* _THE EXERCISE_
Lines from the one containing "find the white sky" through the end of the data are to be returned exactly, and no others.

Dataset records
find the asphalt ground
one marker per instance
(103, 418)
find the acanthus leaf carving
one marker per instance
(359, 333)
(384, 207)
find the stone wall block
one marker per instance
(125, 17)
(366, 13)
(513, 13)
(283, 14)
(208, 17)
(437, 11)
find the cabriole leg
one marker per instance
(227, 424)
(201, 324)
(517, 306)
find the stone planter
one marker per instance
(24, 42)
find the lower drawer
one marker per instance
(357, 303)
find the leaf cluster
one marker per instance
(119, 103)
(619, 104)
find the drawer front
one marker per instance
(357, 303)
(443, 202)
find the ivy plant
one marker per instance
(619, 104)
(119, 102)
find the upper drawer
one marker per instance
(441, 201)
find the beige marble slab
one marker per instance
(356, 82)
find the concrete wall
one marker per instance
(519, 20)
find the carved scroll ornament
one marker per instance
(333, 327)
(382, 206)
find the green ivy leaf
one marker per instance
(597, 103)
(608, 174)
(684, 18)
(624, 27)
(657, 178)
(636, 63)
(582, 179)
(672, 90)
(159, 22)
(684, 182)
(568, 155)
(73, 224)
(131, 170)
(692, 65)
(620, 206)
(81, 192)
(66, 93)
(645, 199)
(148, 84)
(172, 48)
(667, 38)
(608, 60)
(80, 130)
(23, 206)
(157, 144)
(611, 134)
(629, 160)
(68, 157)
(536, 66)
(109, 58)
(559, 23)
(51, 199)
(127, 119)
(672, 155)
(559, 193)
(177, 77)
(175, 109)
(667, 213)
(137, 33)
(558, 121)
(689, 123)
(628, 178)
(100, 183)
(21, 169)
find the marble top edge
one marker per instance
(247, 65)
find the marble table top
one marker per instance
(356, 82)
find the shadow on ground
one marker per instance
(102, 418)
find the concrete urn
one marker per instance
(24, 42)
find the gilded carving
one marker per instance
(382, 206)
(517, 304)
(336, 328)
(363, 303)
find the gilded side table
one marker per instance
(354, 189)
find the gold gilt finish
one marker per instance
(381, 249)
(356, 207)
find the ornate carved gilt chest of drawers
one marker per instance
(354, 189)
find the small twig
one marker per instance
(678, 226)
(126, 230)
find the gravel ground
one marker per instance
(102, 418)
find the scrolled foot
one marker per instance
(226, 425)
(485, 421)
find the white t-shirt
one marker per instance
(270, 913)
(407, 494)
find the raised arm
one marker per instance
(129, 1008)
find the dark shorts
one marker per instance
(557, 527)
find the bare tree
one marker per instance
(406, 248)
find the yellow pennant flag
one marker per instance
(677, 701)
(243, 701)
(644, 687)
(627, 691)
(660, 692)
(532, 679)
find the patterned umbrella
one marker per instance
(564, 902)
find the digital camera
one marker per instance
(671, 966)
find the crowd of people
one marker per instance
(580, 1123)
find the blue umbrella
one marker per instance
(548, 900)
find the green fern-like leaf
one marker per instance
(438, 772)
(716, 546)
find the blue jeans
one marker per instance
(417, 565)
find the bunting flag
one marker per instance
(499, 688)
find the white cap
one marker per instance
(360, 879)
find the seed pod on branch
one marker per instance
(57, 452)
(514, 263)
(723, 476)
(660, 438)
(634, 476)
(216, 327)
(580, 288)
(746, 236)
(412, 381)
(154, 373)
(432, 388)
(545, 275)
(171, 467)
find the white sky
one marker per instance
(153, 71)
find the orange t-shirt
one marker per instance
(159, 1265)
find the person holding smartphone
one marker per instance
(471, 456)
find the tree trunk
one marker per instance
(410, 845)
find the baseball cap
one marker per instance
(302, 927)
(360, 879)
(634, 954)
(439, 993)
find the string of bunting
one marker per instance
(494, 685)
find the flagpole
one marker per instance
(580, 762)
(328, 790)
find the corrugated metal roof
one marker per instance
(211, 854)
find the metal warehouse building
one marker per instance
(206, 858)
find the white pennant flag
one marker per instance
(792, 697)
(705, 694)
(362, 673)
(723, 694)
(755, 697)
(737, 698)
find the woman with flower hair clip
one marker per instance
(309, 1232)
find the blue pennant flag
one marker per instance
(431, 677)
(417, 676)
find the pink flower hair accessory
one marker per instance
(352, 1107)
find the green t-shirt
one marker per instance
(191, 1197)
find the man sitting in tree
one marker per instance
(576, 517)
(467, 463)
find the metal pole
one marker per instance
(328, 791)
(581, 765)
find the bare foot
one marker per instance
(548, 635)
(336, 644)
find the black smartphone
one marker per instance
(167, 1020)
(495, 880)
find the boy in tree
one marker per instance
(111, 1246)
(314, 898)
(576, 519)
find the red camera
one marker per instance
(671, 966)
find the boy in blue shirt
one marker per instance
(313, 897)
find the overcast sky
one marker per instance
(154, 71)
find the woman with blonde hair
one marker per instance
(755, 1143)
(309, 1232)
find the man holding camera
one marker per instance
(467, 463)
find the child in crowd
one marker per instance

* _FULL SOLUTION_
find the white sky
one marker per instance
(153, 71)
find the orange t-shirt
one marker per instance
(159, 1265)
find the person holding smartphone
one marker per instance
(471, 456)
find the tree trunk
one marker per instance
(410, 845)
find the baseball cap
one marker per instance
(302, 927)
(360, 879)
(634, 954)
(439, 993)
find the string of bunting
one marker per instance
(494, 685)
find the flagpole
one marker per instance
(580, 762)
(328, 790)
find the corrugated metal roof
one marker per instance
(211, 854)
find the metal warehouse building
one marker per instance
(206, 858)
find the white pennant flag
one marker per instance
(792, 697)
(705, 694)
(362, 673)
(723, 694)
(755, 697)
(737, 698)
find the woman with flower hair clip
one marker per instance
(309, 1232)
find the blue pennant flag
one marker per instance
(431, 677)
(417, 676)
find the pink flower hair accessory
one marker per instance
(352, 1107)
find the green t-shirt
one marker per instance
(191, 1197)
find the man sitting in tree
one marker per instance
(576, 517)
(467, 463)
find the metal pole
one marker per instance
(328, 791)
(581, 765)
find the bare foot
one marker per instance
(548, 635)
(336, 644)
find the black smartphone
one marker per instance
(167, 1020)
(495, 880)
find the boy in tree
one marker per instance
(111, 1246)
(314, 898)
(576, 519)
find the red camera
one marker per instance
(671, 966)
find the boy in blue shirt
one marker per instance
(313, 897)
find the overcast sky
one marker per instance
(154, 71)
find the woman with blonde hair
one marker per instance
(755, 1143)
(309, 1232)
find the man holding camera
one marker per instance
(467, 463)
find the child in crowd
one marker per instance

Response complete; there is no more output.